## PASSAGE FOR REVIEW
Hundreds of women have to travel miles out of Oxfordshire for an abortion because county NHS doctors will not carry out the procedure.

About four fifths of the 2,000 NHS terminations performed on Oxfordshire women every year are carried out in Reading or London by family planning organisation Marie Stopes, it has emerged.

The Oxfordshire Radcliffe Hospitals NHS Trust sub-contracts the majority of operations to Marie Stopes to prevent a potential backlog when doctors exercise their legal right not to perform term- inations.

It means only abortions for girls under 16 or women with health problems associated with pregnancy are carried out at Oxford's John Radcliffe and The Horton in Banbury. In all other cases, county women have to travel up to 75 miles to get to a clinic for their procedure, and be expected to return home the same day.

A Radcliffe Hospitals spokesman said new groups of doctors joined gynaecology for training every six months and could choose to refuse to carry out abortions for ethical reasons.

Doctors or nurses could refuse to be involved in abortions on moral, scientific or religious grounds, but did not have to state a reason. The spokesman said: "We do not know what the views of our junior doctors will be every six months."

The situation only became public after West Oxfordshire district councillor Dave King was told a father had travelled down to Ealing with his pregnant 15-year-old daughter.

He said: "If the mums are under 15 it cannot do them much good being sent out of the county to have an abortion, or for their parents who have to take them to London to have it carried out. It should happen locally.

"From what I can gather, the abortions are not being done in Oxfordshire because of the ethical beliefs of staff. I am a bit annoyed. It is the principle of it - people dictating what they are going to do work-wise. I feel if they work for the NHS they should be prepared to carry out these procedures."

The ORH spokesman said the scheme had been in place for several years but could not give a precise time.

The most recent statistics, for 2005, showed that 183 girls aged under 18 in Oxfordshire had abortions, out of 390 conceived that year.

Mark Bhagwandin, spokesman for the anti-abortion group Life, said: "I do understand the objections of doctors, and more coming into the field are going to raise this conscientious objection because the science proves beyond doubt that a baby in the womb is a human being.

"Women thinking about abortion are extremely confused and in crisis. If they have to travel a few hundred miles that's not going to help."

Other NHS trusts in the Thames Valley have similar procedures.

## REQUIRED WORK
a - Using the article on Oxfordshire abortions, decide whether each statement agrees with it. For each, answer yes or no and quote the deciding words. (i) Abortions for girls under 16 are carried out at the John Radcliffe and The Horton. (ii) Doctors who refuse to be involved in abortions must state their reason. (iii) The ORH spokesman gave the exact time the scheme has been in place.
b - Please reproduce the article on Oxfordshire abortions word for word, covering the stretch from "The most recent" through "have similar procedures.".

## STUDY MATERIAL
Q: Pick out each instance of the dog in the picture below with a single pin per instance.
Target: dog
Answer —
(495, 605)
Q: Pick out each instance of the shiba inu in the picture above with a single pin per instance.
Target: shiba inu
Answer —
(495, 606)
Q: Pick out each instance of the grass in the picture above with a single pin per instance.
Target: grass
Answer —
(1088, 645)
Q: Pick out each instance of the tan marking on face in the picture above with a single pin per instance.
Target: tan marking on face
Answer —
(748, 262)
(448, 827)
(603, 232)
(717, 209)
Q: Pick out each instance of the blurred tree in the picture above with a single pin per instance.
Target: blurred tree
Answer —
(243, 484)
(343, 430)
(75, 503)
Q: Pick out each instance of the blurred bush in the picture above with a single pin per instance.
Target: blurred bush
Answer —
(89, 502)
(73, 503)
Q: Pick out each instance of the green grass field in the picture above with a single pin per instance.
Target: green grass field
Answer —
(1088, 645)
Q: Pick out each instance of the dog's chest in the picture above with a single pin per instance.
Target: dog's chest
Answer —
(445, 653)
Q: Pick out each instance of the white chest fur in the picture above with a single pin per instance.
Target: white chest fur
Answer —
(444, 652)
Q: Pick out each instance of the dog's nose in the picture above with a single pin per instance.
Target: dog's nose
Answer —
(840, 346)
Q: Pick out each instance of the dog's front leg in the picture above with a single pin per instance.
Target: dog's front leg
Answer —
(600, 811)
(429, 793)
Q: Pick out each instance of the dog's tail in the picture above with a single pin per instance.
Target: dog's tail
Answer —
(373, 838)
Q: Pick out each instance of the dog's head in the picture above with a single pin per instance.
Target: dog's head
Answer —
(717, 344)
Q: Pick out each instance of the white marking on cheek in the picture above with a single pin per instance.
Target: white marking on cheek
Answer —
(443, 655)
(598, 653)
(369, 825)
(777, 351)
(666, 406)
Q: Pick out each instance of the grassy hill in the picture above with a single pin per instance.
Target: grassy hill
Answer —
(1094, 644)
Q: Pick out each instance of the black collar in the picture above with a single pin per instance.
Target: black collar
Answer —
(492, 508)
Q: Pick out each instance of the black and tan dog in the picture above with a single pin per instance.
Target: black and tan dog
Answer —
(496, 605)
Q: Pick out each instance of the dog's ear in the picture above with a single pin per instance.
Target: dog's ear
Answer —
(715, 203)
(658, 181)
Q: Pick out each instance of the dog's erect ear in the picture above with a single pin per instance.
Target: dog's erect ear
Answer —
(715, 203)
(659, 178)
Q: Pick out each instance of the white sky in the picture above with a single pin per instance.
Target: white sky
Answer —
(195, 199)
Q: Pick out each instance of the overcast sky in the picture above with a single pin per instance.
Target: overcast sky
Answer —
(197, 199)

## REPLIES
a -
(i) Yes: "only abortions for girls under 16 or women with health problems associated with pregnancy are carried out at Oxford's John Radcliffe and The Horton in Banbury"
(ii) No: "but did not have to state a reason"
(iii) No: "could not give a precise time"

b -
The most recent statistics, for 2005, showed that 183 girls aged under 18 in Oxfordshire had abortions, out of 390 conceived that year.

Mark Bhagwandin, spokesman for the anti-abortion group Life, said: "I do understand the objections of doctors, and more coming into the field are going to raise this conscientious objection because the science proves beyond doubt that a baby in the womb is a human being.

"Women thinking about abortion are extremely confused and in crisis. If they have to travel a few hundred miles that's not going to help."

Other NHS trusts in the Thames Valley have similar procedures.